Trecho apresentado:
▬▬▬▬▬▬▬▬▬▬
Por Ives Gandra Martins Filho
A reforma trabalhista, promovida pelo governo Michel Temer (MDB), foi proposta em dezembro de 2016 ao Congresso Nacional e sancionada, como lei 13.467, em julho de 2017, passando a vigorar a partir de 11 de novembro. O texto aprovado pela Câmara foi referendado pelo Senado, sem qualquer modificação, pela necessidade de se concluir rapidamente a reforma, tão necessária para se dar maior segurança jurídica às relações laborais e contribuir na geração de empregos em período de crise econômica.
Mas houve um acordo firmado entre Senado e governo, no sentido de que o ajuste fino pretendido por aquele seria feito por este em medida provisória, resultando na edição da MP 808, que caducou sem sequer ser apreciada pela Câmara. Assim, ficaram fios soltos, carecendo de acertos, cuja complementação ora se discute em texto elaborado por grupo de especialistas designado pelo Ministério do Trabalho como Grupo de Altos Estudos de Direito do Trabalho (Gaet), apresentado ao CNT (Conselho Nacional do Trabalho) em novembro de 2021.
▬▬▬▬▬▬▬▬▬▬
Tarefa 1:
Indique se cada afirmação abaixo está de acordo com o texto sobre a reforma trabalhista, respondendo sim ou não e citando as palavras do texto que decidem a resposta. (a) A lei 13.467 passou a vigorar a partir de 11 de novembro. (b) O Senado alterou o texto aprovado pela Câmara. (c) A MP 808 foi aprovada pela Câmara.
Tarefa 2:
Reescreva o texto sobre a reforma trabalhista de "Por Ives Gandra" a "de crise econômica.", trocando "Congresso Nacional" por "Poder Legislativo".
▬▬▬▬▬▬▬▬▬▬
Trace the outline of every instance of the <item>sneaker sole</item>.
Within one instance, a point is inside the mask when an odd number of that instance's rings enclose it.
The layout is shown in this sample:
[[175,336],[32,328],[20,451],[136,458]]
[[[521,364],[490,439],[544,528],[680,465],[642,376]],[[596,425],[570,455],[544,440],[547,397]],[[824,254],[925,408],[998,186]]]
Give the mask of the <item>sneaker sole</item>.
▬▬▬▬▬▬▬▬▬▬
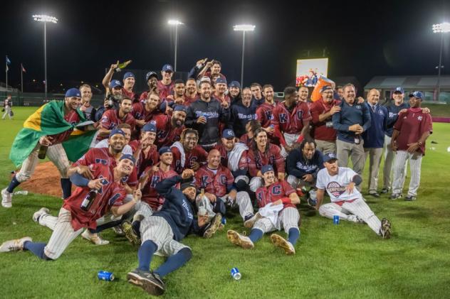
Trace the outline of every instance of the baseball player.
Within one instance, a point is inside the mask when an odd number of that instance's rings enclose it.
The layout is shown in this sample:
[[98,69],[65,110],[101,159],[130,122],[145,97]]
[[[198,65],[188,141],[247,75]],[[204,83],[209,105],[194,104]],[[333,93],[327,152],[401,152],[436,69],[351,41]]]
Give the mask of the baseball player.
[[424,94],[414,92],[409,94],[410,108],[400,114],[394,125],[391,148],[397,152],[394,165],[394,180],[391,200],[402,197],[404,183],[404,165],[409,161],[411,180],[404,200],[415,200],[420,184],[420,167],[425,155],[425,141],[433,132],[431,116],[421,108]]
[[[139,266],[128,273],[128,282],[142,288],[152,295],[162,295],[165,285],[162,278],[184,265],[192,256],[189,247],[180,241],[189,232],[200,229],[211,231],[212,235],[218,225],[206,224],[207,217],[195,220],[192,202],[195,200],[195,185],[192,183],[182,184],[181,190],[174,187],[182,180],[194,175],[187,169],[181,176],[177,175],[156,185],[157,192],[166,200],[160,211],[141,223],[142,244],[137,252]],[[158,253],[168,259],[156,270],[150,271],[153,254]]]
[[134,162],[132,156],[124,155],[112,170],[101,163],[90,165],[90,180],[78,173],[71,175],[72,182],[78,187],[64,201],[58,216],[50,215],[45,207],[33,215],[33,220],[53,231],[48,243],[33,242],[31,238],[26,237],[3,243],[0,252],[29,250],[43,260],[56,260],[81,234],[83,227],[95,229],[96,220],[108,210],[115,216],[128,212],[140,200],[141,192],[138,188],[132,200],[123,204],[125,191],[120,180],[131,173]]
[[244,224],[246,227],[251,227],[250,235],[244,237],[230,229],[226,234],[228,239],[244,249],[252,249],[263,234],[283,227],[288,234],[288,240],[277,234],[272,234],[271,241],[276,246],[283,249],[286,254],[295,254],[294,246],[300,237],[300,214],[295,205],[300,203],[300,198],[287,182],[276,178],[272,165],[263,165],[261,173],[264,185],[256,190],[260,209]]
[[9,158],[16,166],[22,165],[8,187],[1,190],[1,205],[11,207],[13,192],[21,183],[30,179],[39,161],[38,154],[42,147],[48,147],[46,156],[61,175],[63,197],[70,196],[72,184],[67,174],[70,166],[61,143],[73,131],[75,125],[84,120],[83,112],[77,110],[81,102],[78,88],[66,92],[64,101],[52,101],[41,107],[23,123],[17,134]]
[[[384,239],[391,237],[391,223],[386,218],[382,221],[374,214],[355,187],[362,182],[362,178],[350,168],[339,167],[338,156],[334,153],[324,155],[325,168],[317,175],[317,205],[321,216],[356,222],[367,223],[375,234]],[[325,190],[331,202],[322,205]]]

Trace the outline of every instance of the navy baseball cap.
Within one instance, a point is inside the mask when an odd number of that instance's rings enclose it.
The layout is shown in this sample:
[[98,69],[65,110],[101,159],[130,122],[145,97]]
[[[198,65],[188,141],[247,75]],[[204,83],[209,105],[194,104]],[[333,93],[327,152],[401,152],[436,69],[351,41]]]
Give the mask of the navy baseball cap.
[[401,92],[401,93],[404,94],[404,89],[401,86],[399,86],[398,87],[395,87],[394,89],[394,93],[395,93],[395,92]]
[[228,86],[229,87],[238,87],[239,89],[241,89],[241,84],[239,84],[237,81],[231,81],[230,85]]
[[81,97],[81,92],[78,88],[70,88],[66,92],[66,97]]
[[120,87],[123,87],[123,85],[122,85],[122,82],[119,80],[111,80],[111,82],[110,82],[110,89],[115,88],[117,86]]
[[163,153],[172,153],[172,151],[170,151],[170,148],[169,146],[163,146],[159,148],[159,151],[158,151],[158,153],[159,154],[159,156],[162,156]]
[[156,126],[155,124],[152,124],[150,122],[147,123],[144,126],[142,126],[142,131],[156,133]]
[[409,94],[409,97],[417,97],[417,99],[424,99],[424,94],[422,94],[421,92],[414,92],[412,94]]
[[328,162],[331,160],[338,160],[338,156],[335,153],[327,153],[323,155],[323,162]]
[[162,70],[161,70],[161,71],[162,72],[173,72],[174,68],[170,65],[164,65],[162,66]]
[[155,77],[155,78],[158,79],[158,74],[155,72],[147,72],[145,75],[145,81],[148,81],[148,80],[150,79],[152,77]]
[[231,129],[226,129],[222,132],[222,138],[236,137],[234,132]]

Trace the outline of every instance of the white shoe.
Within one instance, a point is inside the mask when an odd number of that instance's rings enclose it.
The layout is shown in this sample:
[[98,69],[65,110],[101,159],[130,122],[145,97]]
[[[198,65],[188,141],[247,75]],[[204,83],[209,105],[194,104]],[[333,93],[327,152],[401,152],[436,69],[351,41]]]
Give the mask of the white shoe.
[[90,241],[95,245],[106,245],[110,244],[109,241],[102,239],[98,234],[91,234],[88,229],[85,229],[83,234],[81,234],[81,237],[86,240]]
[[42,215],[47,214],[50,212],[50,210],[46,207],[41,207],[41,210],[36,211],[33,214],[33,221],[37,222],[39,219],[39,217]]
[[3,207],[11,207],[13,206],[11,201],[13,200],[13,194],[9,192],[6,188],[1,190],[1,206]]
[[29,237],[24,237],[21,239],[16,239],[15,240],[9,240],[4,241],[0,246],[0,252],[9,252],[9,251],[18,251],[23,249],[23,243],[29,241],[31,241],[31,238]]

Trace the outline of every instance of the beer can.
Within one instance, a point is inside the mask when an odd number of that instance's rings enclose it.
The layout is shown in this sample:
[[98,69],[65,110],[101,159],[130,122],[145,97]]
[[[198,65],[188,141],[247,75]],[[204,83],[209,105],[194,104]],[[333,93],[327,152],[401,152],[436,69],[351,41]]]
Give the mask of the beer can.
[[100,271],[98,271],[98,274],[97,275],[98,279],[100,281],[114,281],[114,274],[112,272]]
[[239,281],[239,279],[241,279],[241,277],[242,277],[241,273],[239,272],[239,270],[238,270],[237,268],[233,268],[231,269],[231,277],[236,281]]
▬▬▬▬▬▬▬▬▬▬
Resposta da tarefa 1:
(a) Sim: "passando a vigorar a partir de 11 de novembro".
(b) Não: "foi referendado pelo Senado, sem qualquer modificação".
(c) Não: "caducou sem sequer ser apreciada pela Câmara".

Resposta da tarefa 2:
Por Ives Gandra Martins Filho
A reforma trabalhista, promovida pelo governo Michel Temer (MDB), foi proposta em dezembro de 2016 ao Poder Legislativo e sancionada, como lei 13.467, em julho de 2017, passando a vigorar a partir de 11 de novembro. O texto aprovado pela Câmara foi referendado pelo Senado, sem qualquer modificação, pela necessidade de se concluir rapidamente a reforma, tão necessária para se dar maior segurança jurídica às relações laborais e contribuir na geração de empregos em período de crise econômica.